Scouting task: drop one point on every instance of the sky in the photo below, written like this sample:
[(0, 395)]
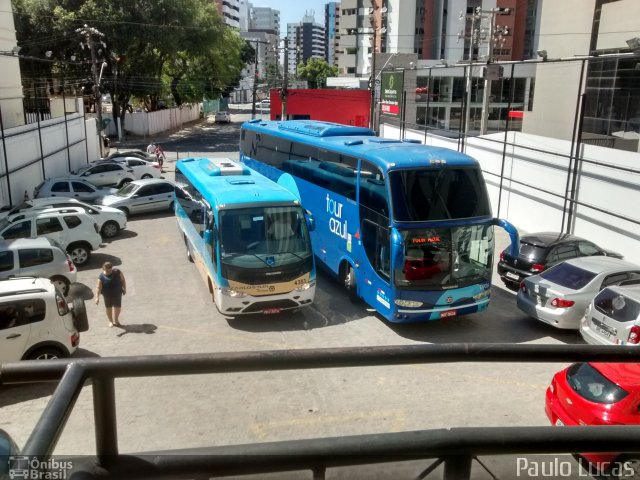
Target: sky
[(292, 11)]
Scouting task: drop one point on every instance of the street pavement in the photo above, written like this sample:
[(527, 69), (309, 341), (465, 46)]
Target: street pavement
[(168, 310)]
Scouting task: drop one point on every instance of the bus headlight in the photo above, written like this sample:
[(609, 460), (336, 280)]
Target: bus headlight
[(232, 293), (407, 303), (306, 286)]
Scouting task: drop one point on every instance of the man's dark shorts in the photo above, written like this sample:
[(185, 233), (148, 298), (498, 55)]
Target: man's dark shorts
[(112, 301)]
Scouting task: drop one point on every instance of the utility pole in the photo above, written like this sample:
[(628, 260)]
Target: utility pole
[(494, 36), (255, 77), (90, 33), (285, 81)]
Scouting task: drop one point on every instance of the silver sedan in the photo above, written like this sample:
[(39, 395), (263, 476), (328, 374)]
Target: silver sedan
[(559, 296)]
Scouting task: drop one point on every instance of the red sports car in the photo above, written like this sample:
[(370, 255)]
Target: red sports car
[(597, 394)]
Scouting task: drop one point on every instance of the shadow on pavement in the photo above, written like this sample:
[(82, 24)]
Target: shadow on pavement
[(147, 328)]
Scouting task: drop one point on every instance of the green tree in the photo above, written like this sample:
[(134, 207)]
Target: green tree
[(153, 49), (316, 71)]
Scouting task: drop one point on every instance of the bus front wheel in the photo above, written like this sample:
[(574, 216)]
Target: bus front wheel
[(349, 279)]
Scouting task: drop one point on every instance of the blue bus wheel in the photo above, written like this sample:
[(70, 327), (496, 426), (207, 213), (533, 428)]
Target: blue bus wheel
[(349, 279)]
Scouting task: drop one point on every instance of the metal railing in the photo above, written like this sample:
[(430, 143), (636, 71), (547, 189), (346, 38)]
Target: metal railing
[(454, 448)]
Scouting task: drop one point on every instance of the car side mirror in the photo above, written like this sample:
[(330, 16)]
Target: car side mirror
[(8, 449), (311, 222)]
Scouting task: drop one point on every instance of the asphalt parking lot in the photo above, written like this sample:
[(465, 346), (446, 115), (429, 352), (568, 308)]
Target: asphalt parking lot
[(168, 310)]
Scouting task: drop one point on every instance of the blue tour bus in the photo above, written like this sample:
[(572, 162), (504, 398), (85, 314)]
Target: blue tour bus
[(248, 236), (406, 227)]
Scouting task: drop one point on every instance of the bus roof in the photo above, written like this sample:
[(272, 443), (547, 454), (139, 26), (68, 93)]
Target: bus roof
[(224, 181), (361, 142)]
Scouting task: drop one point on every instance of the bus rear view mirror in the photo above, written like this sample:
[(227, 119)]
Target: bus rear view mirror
[(311, 222)]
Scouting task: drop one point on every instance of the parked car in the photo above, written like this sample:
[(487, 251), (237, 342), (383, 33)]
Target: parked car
[(222, 117), (72, 228), (613, 317), (106, 173), (110, 220), (560, 295), (36, 321), (137, 153), (539, 251), (37, 257), (141, 168), (71, 187), (142, 196), (598, 394)]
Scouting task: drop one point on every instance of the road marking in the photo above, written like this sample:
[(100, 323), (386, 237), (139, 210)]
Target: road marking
[(263, 430)]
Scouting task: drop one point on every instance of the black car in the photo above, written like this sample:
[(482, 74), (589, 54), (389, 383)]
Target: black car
[(539, 251)]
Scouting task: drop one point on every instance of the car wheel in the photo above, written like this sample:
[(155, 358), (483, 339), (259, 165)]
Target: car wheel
[(46, 353), (61, 284), (79, 253), (186, 244), (110, 229), (79, 313), (349, 279)]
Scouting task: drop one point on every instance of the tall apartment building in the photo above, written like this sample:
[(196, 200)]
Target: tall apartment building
[(306, 40), (332, 31), (264, 19), (230, 12), (356, 37)]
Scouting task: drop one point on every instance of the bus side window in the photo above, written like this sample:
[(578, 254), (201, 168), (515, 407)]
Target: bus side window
[(374, 218)]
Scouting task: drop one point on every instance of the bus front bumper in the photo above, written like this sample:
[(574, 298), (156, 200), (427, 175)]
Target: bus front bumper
[(268, 304)]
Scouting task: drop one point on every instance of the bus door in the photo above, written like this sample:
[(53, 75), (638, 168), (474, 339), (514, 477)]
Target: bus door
[(374, 274)]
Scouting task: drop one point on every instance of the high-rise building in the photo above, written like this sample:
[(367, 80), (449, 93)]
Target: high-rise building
[(332, 29), (356, 37), (230, 12), (264, 19), (306, 40)]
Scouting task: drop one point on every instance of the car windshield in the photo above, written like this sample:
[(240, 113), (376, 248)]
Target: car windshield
[(619, 307), (590, 384), (438, 194), (568, 276), (128, 190), (263, 237), (445, 257)]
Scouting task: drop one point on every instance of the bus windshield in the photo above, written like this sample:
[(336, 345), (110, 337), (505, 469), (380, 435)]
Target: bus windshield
[(438, 194), (264, 237), (441, 258)]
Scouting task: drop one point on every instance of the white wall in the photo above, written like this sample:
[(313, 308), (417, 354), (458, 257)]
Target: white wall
[(150, 123), (531, 210), (55, 150)]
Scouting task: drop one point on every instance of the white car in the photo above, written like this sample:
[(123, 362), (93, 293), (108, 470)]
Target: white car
[(106, 173), (222, 117), (110, 220), (36, 321), (37, 257), (71, 187), (142, 196), (141, 168), (74, 229)]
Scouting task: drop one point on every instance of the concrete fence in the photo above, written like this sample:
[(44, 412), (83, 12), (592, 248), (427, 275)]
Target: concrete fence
[(145, 124), (530, 179)]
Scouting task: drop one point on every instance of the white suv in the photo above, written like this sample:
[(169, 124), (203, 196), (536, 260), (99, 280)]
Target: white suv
[(72, 228), (36, 322), (37, 257), (110, 220)]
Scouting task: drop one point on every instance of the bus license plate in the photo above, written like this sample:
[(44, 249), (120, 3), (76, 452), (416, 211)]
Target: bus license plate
[(271, 311)]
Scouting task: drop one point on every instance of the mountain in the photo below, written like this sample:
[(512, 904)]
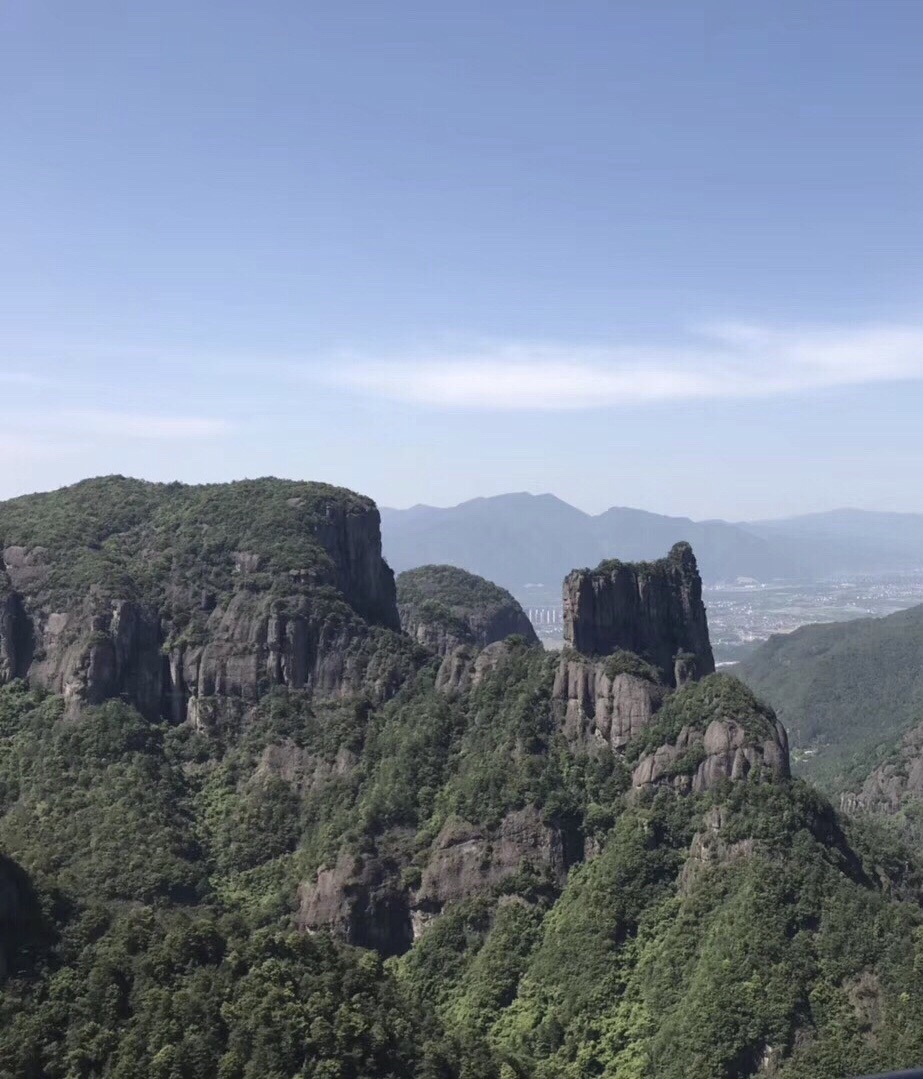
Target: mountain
[(444, 608), (845, 691), (854, 540), (520, 538), (231, 788)]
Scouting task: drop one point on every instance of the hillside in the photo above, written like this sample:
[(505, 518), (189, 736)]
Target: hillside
[(572, 865), (520, 538), (443, 608), (844, 691)]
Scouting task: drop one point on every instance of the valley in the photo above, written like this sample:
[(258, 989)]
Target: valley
[(742, 615)]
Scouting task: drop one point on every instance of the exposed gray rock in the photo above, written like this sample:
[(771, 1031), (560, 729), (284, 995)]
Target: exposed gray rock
[(697, 761), (709, 848), (444, 608), (600, 708), (651, 609), (894, 782), (329, 630), (467, 860)]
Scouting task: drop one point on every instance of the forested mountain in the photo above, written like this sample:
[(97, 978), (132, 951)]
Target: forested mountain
[(520, 538), (253, 830), (844, 691)]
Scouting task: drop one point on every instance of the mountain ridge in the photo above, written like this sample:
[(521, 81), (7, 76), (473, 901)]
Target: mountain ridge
[(520, 537)]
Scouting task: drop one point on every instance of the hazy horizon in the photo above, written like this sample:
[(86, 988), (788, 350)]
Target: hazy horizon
[(656, 256)]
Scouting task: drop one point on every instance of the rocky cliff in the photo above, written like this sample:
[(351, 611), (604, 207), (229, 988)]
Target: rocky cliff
[(444, 608), (651, 609), (186, 600), (707, 733), (616, 714)]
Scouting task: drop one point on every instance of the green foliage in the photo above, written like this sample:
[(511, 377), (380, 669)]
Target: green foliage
[(845, 692), (627, 663), (138, 540), (696, 705), (451, 588)]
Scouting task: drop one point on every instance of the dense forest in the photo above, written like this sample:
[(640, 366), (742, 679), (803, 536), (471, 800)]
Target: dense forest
[(263, 833)]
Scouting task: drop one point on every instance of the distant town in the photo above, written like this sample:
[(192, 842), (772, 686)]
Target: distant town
[(745, 612)]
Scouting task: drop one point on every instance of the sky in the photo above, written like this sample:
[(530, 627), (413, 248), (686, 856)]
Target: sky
[(666, 256)]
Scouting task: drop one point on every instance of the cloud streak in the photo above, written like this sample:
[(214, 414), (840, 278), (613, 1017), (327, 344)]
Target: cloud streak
[(728, 360), (149, 426)]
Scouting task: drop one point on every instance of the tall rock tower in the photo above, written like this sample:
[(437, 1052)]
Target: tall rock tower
[(652, 609)]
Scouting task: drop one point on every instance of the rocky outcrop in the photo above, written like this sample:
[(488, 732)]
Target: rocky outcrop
[(192, 631), (599, 706), (467, 860), (368, 900), (361, 900), (700, 761), (895, 782), (444, 608), (651, 609), (710, 848)]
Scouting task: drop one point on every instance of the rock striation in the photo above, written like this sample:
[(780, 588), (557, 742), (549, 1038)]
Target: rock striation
[(710, 733), (603, 704), (651, 609), (188, 601), (660, 710)]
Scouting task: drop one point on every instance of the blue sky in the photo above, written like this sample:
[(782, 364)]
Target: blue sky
[(659, 255)]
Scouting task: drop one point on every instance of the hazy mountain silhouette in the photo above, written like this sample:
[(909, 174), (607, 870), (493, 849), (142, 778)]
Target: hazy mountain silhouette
[(519, 538)]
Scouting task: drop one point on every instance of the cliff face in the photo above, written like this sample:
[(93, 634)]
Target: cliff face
[(444, 608), (895, 783), (620, 712), (711, 732), (197, 598), (651, 609)]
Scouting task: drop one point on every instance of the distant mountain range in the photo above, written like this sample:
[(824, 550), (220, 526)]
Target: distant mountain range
[(519, 538)]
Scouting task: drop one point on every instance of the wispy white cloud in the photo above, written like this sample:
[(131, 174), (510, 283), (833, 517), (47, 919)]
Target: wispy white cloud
[(144, 425), (728, 360)]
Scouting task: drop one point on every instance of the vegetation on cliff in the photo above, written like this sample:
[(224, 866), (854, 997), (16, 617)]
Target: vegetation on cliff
[(443, 602), (844, 691), (542, 917)]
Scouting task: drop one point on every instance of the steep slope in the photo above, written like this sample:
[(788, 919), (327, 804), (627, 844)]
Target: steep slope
[(182, 600), (852, 541), (516, 538), (651, 609), (843, 690), (578, 868), (444, 608)]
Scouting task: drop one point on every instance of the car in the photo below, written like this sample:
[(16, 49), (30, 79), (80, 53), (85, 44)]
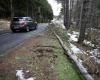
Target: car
[(22, 23)]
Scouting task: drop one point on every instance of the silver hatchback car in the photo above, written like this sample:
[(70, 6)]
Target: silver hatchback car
[(23, 23)]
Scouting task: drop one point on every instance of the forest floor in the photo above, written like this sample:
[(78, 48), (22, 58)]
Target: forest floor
[(41, 58), (87, 54)]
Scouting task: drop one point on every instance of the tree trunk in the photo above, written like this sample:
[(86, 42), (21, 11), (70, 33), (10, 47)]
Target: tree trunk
[(66, 14)]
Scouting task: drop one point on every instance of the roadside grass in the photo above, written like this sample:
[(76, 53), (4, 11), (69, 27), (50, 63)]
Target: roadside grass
[(64, 67)]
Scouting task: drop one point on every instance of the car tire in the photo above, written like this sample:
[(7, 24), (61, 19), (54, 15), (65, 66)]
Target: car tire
[(13, 31), (27, 29)]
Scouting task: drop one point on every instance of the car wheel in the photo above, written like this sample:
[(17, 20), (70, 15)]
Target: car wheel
[(13, 31), (27, 29)]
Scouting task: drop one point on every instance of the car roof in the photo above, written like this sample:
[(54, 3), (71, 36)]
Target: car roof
[(21, 17)]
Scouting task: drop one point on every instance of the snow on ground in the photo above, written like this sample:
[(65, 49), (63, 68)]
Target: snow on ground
[(21, 76), (88, 43), (74, 36), (75, 49)]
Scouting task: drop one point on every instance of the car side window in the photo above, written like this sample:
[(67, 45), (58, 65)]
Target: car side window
[(29, 19)]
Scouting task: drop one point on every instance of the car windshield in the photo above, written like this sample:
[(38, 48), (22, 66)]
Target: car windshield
[(17, 19)]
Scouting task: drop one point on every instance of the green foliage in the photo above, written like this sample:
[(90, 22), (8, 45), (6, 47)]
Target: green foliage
[(27, 8)]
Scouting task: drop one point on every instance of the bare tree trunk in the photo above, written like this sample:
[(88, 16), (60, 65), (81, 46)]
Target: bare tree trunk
[(85, 16), (12, 8), (66, 13)]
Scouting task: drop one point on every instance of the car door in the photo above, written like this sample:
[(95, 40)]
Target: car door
[(30, 22)]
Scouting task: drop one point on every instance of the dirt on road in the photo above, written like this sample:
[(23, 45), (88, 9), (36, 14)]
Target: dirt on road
[(42, 57)]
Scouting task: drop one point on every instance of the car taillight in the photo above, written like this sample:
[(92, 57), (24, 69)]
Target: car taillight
[(23, 24)]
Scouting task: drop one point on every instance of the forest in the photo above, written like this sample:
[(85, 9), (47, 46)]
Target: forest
[(39, 9), (84, 15)]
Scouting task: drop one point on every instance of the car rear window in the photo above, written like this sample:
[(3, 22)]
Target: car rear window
[(17, 19)]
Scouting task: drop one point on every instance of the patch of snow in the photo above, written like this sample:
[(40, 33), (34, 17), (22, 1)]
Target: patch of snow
[(75, 49), (74, 36), (88, 43), (21, 76)]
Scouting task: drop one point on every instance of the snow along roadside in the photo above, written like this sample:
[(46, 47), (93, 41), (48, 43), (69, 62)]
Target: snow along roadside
[(77, 61)]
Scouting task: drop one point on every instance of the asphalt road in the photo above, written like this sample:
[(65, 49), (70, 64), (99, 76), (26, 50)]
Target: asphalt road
[(11, 40)]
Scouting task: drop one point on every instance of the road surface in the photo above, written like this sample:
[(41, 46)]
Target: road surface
[(11, 40)]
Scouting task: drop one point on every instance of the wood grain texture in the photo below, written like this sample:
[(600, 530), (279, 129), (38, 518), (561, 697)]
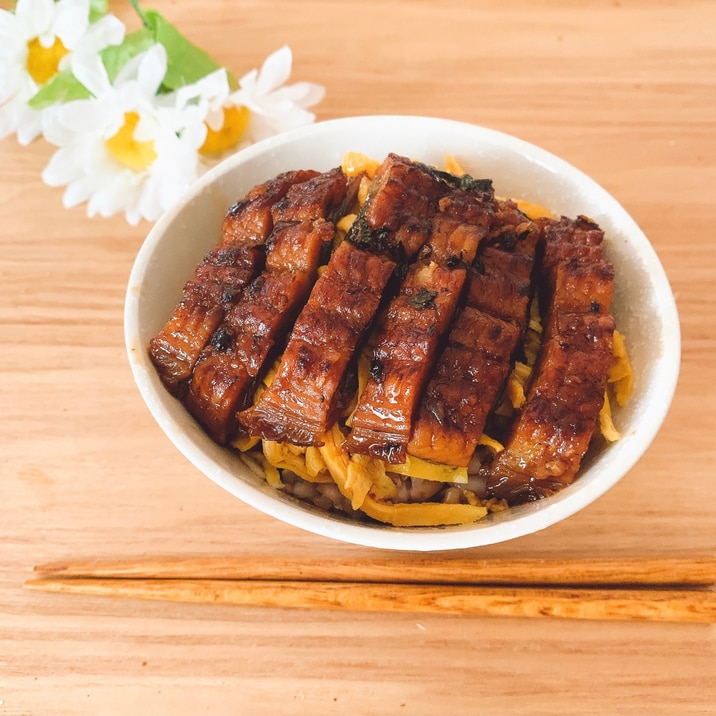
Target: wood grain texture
[(674, 605), (397, 569), (626, 91)]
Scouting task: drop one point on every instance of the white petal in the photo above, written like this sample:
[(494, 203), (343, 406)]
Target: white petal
[(71, 22), (108, 30), (152, 69), (30, 126), (275, 71), (35, 15)]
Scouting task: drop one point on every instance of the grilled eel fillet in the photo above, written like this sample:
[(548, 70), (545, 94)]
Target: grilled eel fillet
[(549, 439), (414, 326), (472, 369), (304, 398), (224, 377), (218, 281)]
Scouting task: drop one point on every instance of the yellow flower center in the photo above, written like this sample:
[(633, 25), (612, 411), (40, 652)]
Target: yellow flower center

[TASK] Copy the final portion of the records: every line from the one containing "Scouting task: drop one point on every instance of the wood" through the last, word for word, without pictures.

[REPLY]
Scouting task: drop one point on every instance of the wood grain texture in the photo below, written like this sample:
[(600, 530), (279, 129), (38, 518), (561, 697)]
Target: wood grain texture
[(674, 605), (397, 569), (626, 91)]
Scouting task: drop one point on every instance of the white petal in the photo above, written like this sample:
[(494, 203), (343, 406)]
Target: white petal
[(71, 22), (108, 30), (152, 69), (30, 126), (275, 71), (35, 15)]
Scouting task: drop one point on every instance of the grilled eel fillet in the photo above, written like this sample:
[(548, 70), (545, 94)]
Target: grilled eel fillet
[(549, 439), (414, 326), (472, 369), (304, 398), (224, 377), (218, 281)]
Scouting task: drop one point on every instance of the yellow flower center in the photo above, written like this sample:
[(633, 25), (612, 411), (40, 652)]
Target: yellow flower center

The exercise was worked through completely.